■ Material to process
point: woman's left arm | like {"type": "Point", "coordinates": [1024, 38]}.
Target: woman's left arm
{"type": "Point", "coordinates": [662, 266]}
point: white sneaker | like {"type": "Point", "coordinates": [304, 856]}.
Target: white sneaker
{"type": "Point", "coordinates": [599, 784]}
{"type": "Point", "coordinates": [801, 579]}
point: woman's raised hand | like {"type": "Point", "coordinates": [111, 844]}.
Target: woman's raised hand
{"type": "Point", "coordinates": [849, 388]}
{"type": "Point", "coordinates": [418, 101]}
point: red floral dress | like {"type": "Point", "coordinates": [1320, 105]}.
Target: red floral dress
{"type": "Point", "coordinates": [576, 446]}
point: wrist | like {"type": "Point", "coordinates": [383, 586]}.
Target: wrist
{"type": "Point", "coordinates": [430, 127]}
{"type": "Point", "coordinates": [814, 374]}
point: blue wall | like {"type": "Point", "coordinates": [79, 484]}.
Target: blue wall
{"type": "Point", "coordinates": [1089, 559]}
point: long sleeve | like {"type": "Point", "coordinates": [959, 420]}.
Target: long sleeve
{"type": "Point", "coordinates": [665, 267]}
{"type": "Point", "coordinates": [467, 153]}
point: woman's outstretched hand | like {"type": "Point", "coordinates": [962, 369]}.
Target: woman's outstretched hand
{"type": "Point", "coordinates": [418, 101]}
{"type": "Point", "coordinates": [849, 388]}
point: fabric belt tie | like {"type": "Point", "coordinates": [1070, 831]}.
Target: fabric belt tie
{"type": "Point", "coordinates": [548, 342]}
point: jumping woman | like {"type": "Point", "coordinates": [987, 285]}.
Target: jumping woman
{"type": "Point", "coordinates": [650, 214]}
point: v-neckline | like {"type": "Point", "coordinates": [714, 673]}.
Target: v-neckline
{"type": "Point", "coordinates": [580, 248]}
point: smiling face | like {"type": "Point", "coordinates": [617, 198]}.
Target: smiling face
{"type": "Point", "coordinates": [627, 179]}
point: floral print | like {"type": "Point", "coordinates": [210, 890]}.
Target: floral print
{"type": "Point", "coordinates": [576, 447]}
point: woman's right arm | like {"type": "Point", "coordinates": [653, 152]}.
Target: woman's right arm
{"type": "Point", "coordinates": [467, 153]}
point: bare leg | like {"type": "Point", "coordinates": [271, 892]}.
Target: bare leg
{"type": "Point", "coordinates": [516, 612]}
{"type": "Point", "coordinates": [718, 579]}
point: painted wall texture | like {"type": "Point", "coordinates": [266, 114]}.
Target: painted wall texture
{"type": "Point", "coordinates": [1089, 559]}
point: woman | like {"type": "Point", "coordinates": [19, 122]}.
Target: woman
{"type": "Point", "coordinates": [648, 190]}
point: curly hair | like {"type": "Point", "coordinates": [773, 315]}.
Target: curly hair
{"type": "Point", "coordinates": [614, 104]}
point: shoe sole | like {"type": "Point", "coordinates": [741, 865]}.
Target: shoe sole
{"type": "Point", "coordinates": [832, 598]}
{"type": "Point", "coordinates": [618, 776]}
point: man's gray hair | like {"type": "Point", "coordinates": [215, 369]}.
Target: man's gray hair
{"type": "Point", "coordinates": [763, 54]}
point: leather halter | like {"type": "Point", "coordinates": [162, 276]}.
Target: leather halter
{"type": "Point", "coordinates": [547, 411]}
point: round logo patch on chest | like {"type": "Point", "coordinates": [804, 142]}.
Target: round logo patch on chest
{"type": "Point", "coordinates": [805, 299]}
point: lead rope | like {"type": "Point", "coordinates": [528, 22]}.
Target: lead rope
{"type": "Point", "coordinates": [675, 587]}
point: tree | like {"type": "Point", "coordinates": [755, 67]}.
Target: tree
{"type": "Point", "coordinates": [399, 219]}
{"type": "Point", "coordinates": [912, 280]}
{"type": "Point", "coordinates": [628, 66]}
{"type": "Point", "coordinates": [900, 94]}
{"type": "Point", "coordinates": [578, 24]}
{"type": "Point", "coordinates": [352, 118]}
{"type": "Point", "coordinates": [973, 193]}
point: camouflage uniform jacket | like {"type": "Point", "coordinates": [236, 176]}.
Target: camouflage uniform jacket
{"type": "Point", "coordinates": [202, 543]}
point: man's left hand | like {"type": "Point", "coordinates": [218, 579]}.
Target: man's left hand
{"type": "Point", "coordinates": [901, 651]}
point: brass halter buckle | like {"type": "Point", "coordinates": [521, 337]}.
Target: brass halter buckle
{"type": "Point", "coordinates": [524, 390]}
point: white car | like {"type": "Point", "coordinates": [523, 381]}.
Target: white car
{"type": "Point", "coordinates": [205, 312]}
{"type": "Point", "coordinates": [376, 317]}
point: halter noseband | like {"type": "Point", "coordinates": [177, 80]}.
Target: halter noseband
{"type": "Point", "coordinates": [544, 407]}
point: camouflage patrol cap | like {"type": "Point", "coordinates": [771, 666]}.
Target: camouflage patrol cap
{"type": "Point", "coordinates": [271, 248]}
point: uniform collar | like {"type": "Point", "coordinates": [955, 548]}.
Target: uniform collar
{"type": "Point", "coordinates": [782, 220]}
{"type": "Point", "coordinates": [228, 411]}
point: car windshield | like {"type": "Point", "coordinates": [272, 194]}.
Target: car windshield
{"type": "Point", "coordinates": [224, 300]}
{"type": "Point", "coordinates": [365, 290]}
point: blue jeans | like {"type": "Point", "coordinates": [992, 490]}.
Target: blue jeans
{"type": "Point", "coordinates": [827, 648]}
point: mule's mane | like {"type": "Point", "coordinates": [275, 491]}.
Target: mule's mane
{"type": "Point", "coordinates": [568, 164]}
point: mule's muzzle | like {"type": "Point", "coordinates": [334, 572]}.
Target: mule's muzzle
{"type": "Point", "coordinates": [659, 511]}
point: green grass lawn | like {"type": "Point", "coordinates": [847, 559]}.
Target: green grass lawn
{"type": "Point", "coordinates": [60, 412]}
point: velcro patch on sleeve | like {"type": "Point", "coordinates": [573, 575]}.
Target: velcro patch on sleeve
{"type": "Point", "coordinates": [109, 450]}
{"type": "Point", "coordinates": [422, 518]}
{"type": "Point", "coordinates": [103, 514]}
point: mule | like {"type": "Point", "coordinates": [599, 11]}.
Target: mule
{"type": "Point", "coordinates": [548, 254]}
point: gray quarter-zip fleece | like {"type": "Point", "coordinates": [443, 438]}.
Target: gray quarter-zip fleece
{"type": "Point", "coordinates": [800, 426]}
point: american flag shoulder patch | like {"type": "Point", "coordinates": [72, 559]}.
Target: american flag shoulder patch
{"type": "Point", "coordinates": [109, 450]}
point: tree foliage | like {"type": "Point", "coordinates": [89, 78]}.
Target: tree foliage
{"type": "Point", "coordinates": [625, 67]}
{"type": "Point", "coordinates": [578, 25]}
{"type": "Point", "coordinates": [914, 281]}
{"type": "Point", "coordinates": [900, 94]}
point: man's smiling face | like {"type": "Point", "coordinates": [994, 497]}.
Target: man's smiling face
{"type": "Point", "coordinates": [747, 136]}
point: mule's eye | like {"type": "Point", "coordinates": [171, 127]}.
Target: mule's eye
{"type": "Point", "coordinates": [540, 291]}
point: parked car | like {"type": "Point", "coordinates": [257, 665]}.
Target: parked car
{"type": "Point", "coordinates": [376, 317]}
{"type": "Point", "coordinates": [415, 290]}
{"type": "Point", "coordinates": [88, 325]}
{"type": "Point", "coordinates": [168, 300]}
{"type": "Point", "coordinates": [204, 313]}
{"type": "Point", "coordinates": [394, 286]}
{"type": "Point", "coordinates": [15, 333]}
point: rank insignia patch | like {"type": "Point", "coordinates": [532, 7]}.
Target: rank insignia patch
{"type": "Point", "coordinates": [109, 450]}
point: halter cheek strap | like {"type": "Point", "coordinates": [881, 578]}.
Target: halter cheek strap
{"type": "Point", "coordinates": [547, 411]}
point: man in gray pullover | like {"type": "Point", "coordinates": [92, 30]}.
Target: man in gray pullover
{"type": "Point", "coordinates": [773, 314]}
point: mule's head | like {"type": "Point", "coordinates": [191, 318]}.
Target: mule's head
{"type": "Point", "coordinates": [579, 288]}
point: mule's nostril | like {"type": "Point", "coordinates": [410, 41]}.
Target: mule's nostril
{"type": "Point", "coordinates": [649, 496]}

■ Exercise details
Put each line of the records above, from the one containing "point: halter cheek" through the last line inclusive, into a JSON list of strings, one string per line and no blank lines.

■ Output for this task
[
  "point: halter cheek strap | like {\"type\": \"Point\", \"coordinates\": [881, 578]}.",
  "Target: halter cheek strap",
  "{\"type\": \"Point\", \"coordinates\": [547, 411]}",
  "point: man in gray pullover | like {\"type\": \"Point\", \"coordinates\": [92, 30]}.",
  "Target: man in gray pullover",
  "{\"type\": \"Point\", \"coordinates\": [773, 314]}",
  "point: mule's head | like {\"type\": \"Point\", \"coordinates\": [191, 318]}.",
  "Target: mule's head",
  "{\"type\": \"Point\", \"coordinates\": [579, 288]}",
  "point: mule's nostril | like {\"type\": \"Point\", \"coordinates\": [410, 41]}.",
  "Target: mule's nostril",
  "{\"type\": \"Point\", \"coordinates\": [649, 496]}"
]